What you return must match the records below character for character, except that no picture appears.

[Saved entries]
Content starts
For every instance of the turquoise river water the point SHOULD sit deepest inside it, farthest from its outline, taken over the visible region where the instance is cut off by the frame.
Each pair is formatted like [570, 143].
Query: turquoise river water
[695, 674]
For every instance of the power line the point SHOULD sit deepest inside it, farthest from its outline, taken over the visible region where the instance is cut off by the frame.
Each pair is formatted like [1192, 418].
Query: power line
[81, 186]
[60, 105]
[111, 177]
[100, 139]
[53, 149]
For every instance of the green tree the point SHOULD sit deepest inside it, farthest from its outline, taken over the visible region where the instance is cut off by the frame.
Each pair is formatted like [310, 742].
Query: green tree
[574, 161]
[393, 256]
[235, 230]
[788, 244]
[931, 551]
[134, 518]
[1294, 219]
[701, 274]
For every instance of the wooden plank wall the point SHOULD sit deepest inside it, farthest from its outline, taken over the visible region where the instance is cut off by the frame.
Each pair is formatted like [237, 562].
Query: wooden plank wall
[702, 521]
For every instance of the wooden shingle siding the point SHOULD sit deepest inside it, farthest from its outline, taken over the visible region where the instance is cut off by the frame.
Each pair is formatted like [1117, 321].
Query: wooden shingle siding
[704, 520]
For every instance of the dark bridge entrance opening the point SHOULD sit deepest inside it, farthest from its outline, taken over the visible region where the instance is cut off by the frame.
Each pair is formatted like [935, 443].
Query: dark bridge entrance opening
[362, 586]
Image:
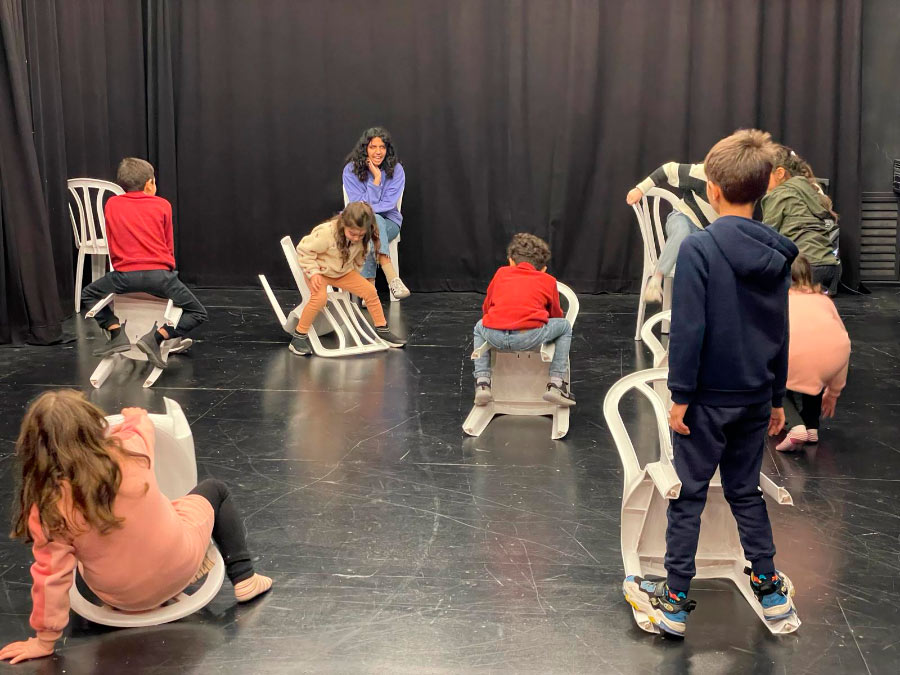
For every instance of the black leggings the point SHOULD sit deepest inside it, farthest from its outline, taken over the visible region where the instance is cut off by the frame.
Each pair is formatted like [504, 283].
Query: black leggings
[803, 408]
[228, 530]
Content ends
= Task answer =
For every instance of the turquoise river water the point SHOULD sit deepest inside it, farthest from its outline, taken over the visible region where the instance is cut off by the frame.
Each pair is formatted like [570, 143].
Query: turquoise river water
[695, 674]
For every instance of the power line the point SHOULD sit deepest inside it, farthest from its outline, taken over the visible region where the instance is cut off by the frame.
Each pair is formatted like [1192, 418].
Query: power line
[81, 186]
[60, 105]
[111, 177]
[100, 139]
[53, 149]
For every instance of the green tree the point SHOULD sit deepest inside it, farthest from its outline, taken over the visible region where the instance is cut off by the frame.
Each pair is formatted like [310, 742].
Query: green tree
[574, 161]
[393, 256]
[235, 230]
[788, 244]
[931, 551]
[134, 518]
[1294, 219]
[701, 274]
For every instance of the wooden plank wall the point SHOULD sit deepest inside it, farthest from its outline, taken over the visible region where the instance is cut off by the frame.
Each pair is formatted like [237, 562].
Query: wooden plank wall
[702, 521]
For every instance of the wooden shingle siding the point SHOULD sit deepest inside it, farthest from its outline, taken over the visible region where the instance is cut off by the frame.
Each pair is formatted like [1117, 321].
Query: wooden shingle siding
[704, 520]
For every instance of the dark bridge entrance opening the point SHOULD sit deepest inside it, farthest from its outline, taken over the visible region where the instance is cut off by the frame.
Each pair is formatted like [935, 443].
Query: dark bridge entrance opening
[362, 586]
Image:
For every instance of the black leggings the point SHOULD sit deepest inside it, farthest from its outline, taken over the visible region where the instance is cut off by the frame.
Each pair is formatted like [504, 283].
Query: black leggings
[803, 408]
[228, 530]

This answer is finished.